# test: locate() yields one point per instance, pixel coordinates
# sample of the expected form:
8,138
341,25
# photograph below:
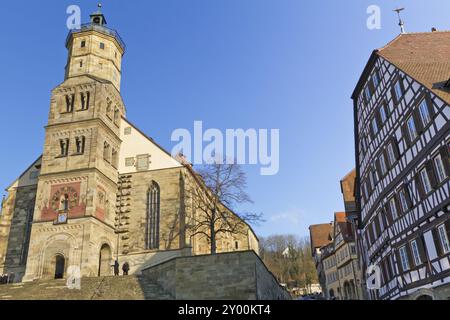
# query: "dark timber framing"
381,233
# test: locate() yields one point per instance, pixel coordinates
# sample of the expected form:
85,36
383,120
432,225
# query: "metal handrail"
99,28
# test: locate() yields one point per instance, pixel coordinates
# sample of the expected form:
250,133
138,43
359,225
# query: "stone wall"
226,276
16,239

########################################

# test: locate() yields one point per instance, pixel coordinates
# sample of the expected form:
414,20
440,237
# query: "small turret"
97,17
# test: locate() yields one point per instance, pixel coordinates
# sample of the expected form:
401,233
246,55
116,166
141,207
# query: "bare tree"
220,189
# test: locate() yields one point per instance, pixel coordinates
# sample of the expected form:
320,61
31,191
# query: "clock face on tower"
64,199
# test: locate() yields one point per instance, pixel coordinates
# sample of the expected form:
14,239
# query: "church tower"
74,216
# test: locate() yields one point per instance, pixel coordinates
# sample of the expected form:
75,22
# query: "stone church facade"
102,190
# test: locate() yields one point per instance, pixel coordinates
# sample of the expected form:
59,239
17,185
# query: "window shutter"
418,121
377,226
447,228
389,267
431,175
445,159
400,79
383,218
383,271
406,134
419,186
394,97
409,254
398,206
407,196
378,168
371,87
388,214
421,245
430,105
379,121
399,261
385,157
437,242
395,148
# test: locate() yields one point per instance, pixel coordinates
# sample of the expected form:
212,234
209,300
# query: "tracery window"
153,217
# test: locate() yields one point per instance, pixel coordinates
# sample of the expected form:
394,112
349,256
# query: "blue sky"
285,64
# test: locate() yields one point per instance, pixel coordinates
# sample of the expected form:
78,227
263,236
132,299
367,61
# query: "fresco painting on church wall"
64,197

########################################

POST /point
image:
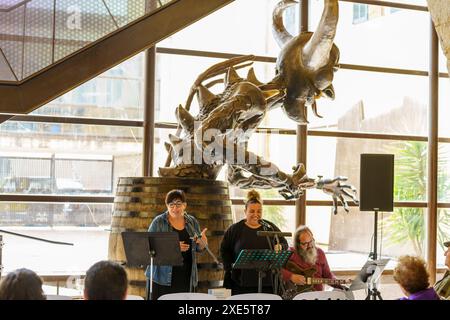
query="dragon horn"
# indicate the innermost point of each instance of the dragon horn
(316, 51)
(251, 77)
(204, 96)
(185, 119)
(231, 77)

########################################

List every line of the listing above that contains the word "dragon". Matches are case-sensitive.

query="dragon horn"
# indicate the innermost point of each instance of the dragon horn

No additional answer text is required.